■ **The problem**
Count the lines below that contain the word "light" and give only that number.

■ **The data**
+-------+
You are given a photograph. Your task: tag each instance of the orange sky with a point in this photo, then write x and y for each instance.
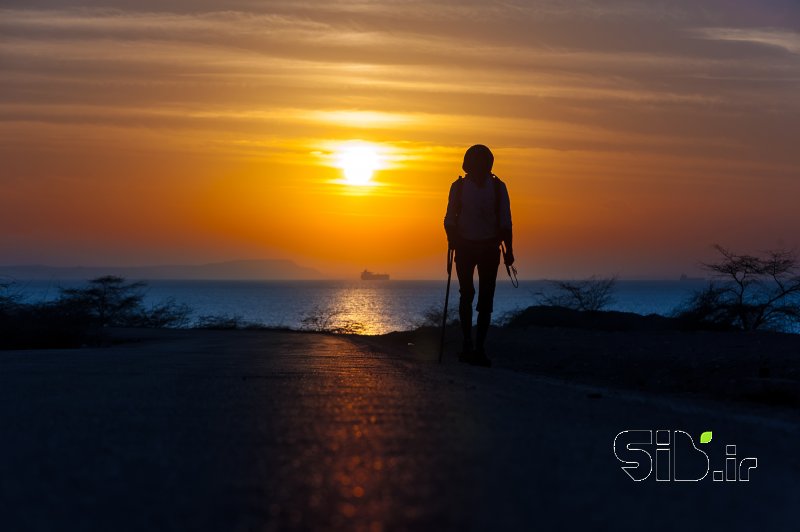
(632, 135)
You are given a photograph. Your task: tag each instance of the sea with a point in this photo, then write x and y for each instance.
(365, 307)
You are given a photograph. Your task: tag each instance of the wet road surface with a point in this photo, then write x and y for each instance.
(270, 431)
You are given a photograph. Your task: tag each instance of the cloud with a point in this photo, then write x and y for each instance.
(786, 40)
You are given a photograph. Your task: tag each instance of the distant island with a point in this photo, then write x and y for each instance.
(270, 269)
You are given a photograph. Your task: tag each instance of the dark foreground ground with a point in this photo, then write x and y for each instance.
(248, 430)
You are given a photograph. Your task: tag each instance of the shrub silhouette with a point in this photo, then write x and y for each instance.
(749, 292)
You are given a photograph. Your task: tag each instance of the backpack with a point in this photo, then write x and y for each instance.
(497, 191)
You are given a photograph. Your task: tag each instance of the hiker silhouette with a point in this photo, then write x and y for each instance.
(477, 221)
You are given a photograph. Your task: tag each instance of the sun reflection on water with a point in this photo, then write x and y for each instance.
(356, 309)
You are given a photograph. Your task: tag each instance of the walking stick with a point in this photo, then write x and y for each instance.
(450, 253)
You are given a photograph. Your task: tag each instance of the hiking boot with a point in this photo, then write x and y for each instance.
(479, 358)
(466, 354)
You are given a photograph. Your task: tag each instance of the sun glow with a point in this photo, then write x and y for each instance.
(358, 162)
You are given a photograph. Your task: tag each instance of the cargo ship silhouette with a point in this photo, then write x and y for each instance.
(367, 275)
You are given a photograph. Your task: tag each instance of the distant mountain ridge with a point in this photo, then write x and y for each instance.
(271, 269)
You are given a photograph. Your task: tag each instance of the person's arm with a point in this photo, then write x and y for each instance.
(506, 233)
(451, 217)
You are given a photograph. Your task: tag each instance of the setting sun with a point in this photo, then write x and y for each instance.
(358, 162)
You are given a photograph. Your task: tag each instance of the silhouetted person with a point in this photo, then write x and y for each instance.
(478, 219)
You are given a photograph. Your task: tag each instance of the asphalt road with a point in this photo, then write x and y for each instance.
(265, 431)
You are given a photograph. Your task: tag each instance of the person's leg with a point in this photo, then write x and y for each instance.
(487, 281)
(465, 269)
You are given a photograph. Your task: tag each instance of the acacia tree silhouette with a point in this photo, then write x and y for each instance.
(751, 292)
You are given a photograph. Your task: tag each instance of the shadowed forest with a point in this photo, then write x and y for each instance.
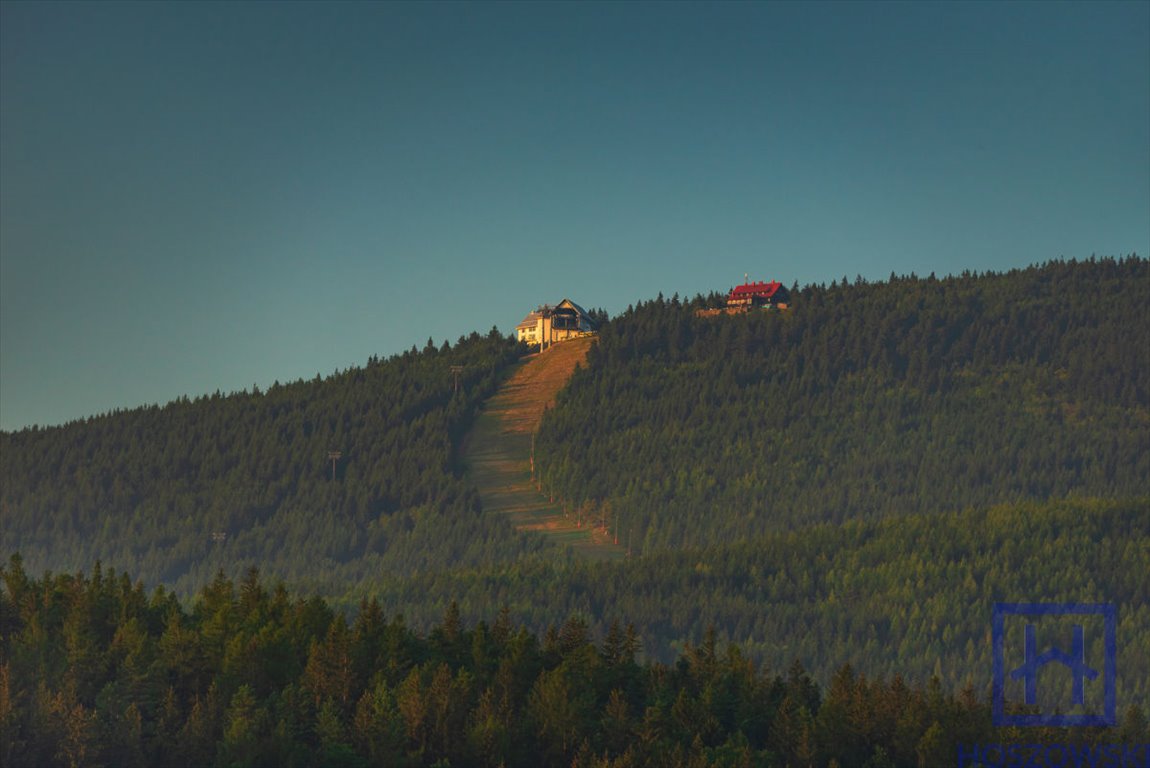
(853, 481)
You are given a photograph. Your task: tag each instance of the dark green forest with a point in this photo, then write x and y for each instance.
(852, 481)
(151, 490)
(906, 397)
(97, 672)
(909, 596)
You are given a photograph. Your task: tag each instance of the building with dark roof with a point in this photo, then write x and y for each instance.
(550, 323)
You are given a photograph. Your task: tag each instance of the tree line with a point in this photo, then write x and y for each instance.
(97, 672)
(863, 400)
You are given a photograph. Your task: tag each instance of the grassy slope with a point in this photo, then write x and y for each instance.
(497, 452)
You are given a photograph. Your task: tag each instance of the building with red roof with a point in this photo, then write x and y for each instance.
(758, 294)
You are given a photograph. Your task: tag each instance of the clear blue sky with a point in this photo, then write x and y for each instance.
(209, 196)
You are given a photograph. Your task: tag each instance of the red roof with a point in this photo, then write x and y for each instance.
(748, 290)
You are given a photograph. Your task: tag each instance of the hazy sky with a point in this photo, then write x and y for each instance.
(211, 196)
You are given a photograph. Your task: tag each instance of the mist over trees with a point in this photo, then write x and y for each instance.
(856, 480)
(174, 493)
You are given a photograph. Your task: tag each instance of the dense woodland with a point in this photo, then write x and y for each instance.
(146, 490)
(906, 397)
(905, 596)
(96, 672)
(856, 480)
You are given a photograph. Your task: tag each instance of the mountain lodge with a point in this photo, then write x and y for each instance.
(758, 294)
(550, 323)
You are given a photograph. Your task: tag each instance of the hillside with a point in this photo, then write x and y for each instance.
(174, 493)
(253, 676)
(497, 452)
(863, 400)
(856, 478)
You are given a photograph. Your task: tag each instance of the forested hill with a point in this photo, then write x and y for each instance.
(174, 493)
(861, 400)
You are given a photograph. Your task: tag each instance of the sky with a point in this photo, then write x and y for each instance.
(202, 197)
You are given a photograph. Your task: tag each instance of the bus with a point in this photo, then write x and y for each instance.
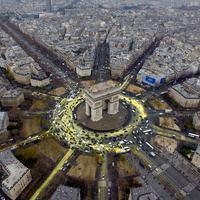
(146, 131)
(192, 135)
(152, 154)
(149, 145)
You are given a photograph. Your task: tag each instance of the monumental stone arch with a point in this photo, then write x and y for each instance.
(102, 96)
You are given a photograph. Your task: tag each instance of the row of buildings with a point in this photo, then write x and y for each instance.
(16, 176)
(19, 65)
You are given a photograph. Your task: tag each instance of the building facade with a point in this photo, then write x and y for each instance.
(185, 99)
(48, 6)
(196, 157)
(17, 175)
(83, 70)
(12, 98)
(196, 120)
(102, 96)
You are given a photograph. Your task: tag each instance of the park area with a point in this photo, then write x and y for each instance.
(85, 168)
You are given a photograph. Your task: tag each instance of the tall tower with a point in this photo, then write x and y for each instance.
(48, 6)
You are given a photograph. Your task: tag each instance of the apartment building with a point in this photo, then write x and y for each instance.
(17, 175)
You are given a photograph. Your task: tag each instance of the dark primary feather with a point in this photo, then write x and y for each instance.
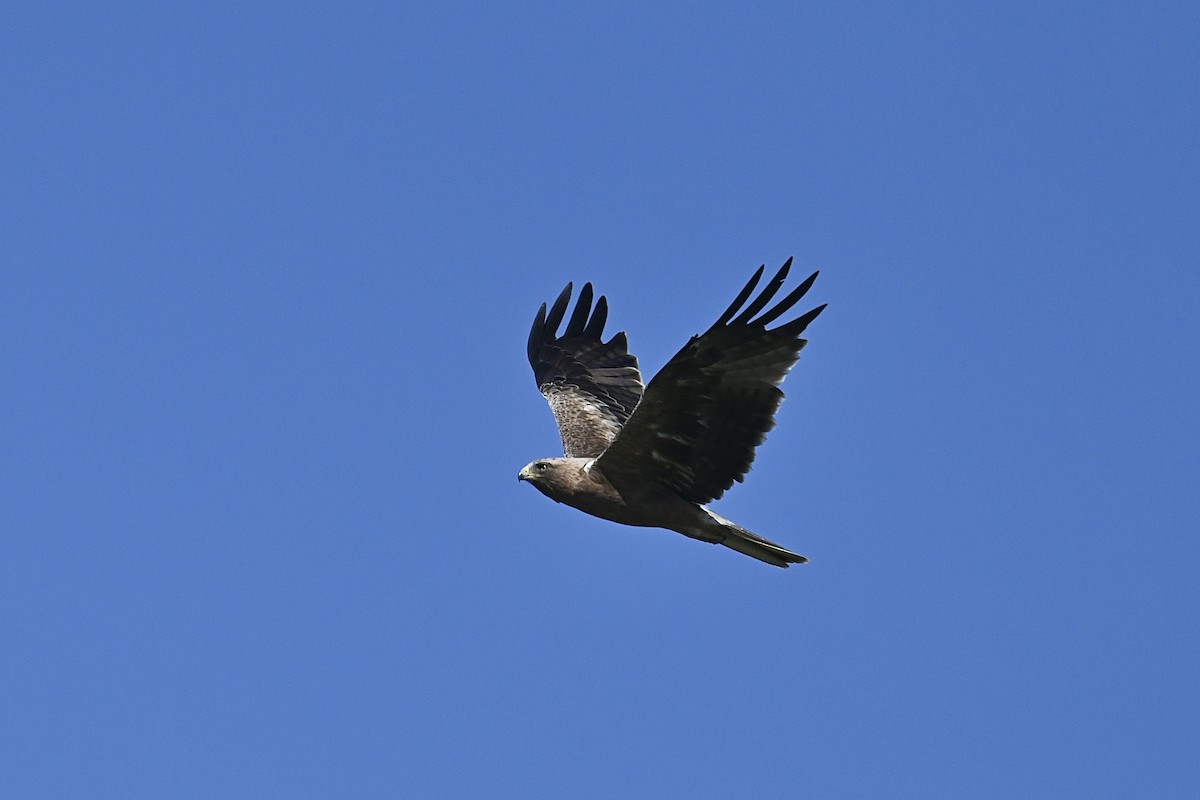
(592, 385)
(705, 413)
+-------+
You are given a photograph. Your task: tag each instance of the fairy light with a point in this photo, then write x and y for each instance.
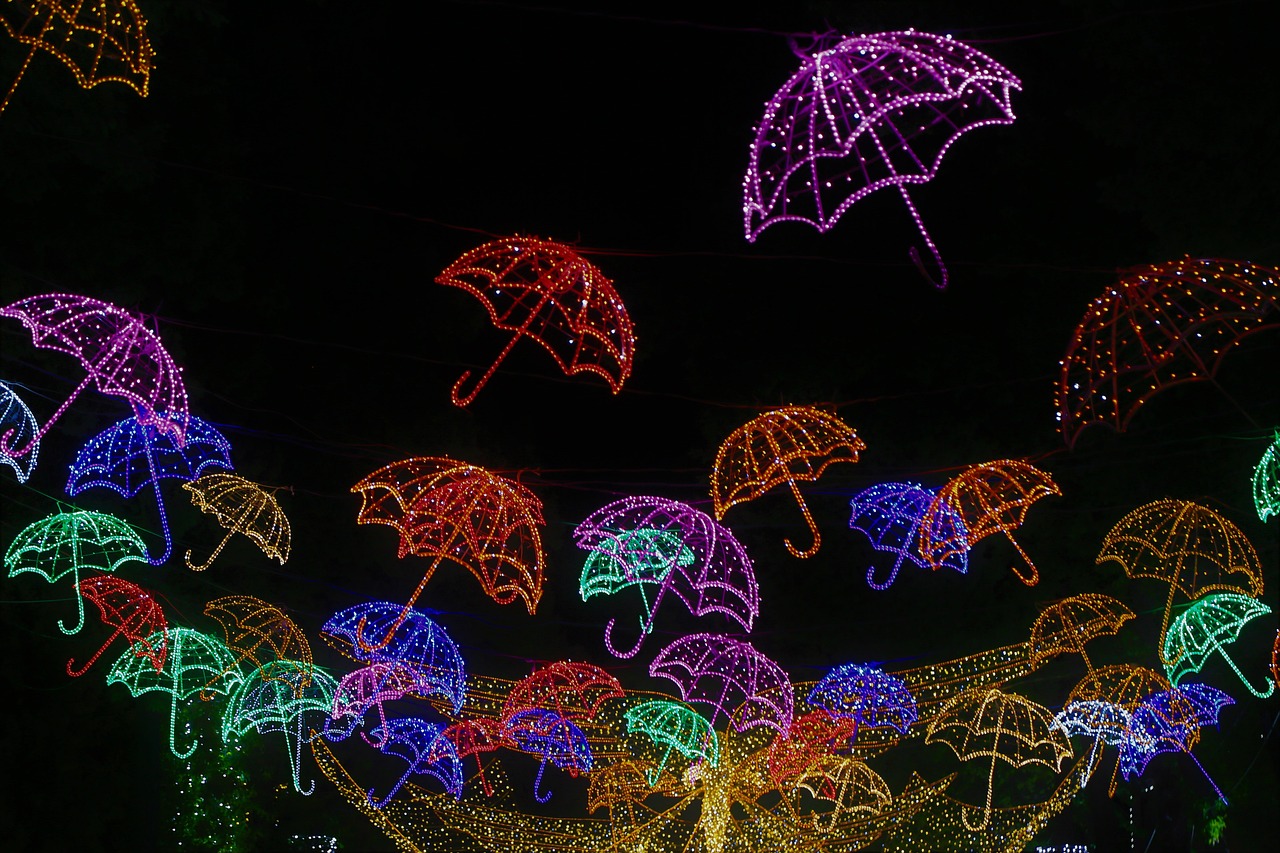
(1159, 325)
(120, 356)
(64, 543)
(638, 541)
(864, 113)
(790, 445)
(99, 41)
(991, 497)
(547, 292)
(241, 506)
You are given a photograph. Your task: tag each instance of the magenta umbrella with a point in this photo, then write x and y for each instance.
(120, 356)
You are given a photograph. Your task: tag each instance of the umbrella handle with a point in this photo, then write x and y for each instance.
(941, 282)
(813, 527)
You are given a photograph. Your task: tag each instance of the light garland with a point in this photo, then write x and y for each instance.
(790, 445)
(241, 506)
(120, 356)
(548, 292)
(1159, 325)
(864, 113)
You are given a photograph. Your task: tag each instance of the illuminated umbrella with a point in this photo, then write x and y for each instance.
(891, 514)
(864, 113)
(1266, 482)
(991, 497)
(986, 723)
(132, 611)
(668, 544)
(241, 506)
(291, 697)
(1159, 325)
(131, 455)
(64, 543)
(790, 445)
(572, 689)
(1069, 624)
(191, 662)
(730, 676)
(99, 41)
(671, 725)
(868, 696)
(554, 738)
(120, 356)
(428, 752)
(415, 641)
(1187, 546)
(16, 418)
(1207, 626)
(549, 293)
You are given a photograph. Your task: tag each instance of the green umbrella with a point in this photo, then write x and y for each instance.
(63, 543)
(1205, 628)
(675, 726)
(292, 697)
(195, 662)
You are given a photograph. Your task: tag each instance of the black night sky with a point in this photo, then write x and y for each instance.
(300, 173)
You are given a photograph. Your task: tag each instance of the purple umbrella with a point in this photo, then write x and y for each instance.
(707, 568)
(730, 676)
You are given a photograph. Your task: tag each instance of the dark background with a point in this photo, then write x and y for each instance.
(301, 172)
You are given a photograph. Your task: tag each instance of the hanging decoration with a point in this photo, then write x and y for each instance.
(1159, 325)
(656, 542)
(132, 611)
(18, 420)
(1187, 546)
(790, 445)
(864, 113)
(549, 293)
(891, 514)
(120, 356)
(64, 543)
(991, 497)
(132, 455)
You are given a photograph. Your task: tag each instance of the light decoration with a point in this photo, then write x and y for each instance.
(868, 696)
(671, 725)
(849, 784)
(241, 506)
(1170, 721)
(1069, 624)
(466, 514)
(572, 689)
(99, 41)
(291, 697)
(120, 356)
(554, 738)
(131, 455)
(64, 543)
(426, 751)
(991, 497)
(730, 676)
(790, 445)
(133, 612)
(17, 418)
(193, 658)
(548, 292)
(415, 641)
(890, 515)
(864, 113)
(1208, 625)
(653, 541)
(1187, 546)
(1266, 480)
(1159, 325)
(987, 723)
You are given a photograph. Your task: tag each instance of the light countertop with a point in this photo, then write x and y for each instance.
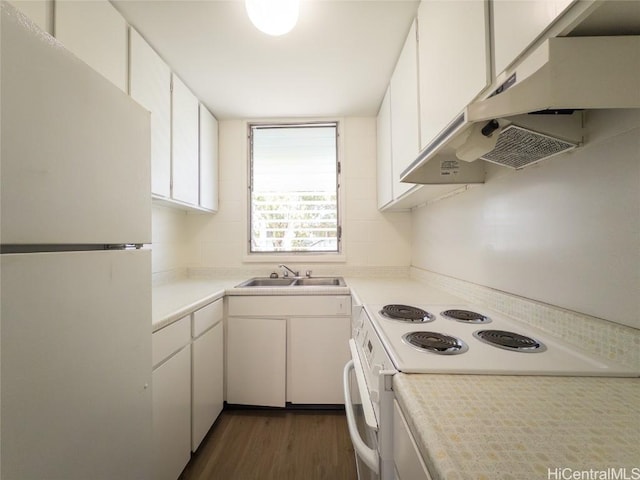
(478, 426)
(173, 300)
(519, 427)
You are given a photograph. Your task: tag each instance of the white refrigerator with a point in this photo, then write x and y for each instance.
+-------+
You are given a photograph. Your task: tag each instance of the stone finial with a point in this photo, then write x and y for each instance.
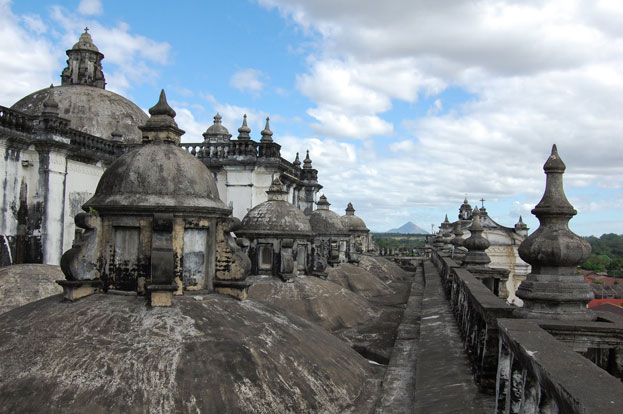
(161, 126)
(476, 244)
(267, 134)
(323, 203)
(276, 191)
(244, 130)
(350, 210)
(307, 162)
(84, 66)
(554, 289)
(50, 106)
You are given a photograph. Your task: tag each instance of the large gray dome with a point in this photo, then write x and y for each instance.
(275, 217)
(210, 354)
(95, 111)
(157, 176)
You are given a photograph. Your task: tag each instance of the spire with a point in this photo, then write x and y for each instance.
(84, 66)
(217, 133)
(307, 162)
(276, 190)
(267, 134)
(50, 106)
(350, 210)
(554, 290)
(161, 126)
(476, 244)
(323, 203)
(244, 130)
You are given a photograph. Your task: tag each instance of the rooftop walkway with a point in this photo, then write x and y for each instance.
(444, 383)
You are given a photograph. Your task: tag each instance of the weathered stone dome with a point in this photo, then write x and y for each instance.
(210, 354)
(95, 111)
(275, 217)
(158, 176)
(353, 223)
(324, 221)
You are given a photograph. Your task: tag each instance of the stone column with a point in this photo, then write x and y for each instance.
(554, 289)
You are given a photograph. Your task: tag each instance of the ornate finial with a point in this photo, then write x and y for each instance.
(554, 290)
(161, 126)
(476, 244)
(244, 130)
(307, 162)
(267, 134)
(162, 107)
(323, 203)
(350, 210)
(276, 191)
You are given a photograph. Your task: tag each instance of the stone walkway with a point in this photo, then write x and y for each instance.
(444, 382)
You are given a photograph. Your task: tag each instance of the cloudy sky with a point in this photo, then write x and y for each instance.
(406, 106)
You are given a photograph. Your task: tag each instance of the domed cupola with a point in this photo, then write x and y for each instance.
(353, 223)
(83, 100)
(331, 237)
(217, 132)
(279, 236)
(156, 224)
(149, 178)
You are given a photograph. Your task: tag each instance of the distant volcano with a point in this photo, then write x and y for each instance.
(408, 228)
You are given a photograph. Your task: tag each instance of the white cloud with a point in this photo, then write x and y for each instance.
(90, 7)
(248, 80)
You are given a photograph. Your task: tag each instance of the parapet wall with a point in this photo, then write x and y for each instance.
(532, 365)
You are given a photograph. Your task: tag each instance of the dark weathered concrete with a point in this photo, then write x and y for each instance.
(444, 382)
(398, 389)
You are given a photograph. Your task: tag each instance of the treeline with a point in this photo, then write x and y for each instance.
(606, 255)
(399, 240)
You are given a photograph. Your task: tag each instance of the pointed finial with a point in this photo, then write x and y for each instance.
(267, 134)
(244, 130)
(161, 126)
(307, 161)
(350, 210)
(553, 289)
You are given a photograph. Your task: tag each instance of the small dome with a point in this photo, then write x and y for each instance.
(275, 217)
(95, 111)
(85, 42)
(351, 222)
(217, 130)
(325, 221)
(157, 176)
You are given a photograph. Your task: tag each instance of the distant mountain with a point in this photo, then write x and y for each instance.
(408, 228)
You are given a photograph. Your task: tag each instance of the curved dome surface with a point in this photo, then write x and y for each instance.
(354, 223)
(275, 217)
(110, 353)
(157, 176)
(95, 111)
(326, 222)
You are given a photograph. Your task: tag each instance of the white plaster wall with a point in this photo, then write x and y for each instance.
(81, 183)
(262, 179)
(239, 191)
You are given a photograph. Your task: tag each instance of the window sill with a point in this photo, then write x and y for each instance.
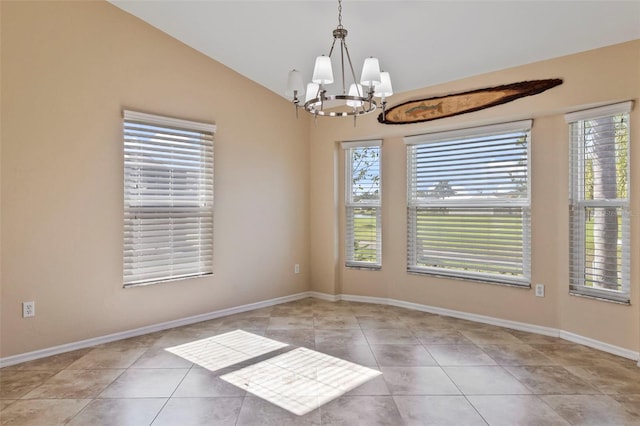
+-------+
■ **Answer below**
4